Task requirements: Copy the listing below word for word, keeping every line and every character unchanged.

Data supplied:
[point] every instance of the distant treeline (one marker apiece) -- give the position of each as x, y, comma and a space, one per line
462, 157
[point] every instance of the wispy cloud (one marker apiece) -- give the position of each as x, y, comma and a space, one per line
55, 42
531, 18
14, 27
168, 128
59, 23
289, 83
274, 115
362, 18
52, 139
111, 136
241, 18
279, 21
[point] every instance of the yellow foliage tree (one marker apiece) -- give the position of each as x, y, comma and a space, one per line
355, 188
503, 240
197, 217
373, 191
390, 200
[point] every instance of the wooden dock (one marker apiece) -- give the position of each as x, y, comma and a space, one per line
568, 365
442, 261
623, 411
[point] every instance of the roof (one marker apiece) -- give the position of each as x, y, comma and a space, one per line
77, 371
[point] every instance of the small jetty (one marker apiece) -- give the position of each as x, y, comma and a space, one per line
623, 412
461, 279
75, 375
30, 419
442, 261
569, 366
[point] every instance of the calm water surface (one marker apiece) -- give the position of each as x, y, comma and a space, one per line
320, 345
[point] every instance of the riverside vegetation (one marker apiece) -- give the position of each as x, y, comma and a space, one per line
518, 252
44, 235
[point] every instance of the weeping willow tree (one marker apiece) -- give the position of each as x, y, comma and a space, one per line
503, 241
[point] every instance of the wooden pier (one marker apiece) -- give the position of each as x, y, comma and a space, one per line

Answer to this exercise:
[point] every instance of the distant treeline (one marker apiece) -- give the position of each as x, y, comma and a space, one per line
462, 157
[point] every instance of the wispy cloud (one marker apiece) -- give the position of each as x, y, comma and a space, one per line
55, 42
531, 18
14, 27
168, 128
59, 23
289, 83
274, 115
362, 18
52, 139
111, 136
241, 18
279, 21
[point] every instance of the yellow foliage tree (one marker apiece) -- give the position of each as x, y, comma and a space, one per line
355, 188
503, 240
197, 217
373, 191
390, 200
[point] every instance of the wooden dock (one marker apiece) -- give the position of each as x, y, comma and a space, one per line
568, 365
442, 261
623, 411
[point] every instance of the roof (one marker apiece) -- give the position of each as x, y, comma and a space, one per line
77, 371
[point] every instance of the small jetty (one marker apiece) -- give the position of each as x, y, comma and a space, one per line
623, 412
461, 279
75, 375
30, 419
442, 261
569, 366
[point] every instance of the calm water surface (one marker apiece) -- give the position of each as x, y, comma and a space, one per line
320, 345
[point] every instance of the riverside vegetation (one marker apiece) -- give the position of each as x, y, comma and a space, one per line
518, 252
44, 235
[point] every instance of the weeping willow tree (one marker apiece) -- give the position of each as x, y, comma and a space, one per line
503, 241
[point] every instance of the wooden pier (one marker apiece) -- give the position of each as x, y, comma and a space, one per line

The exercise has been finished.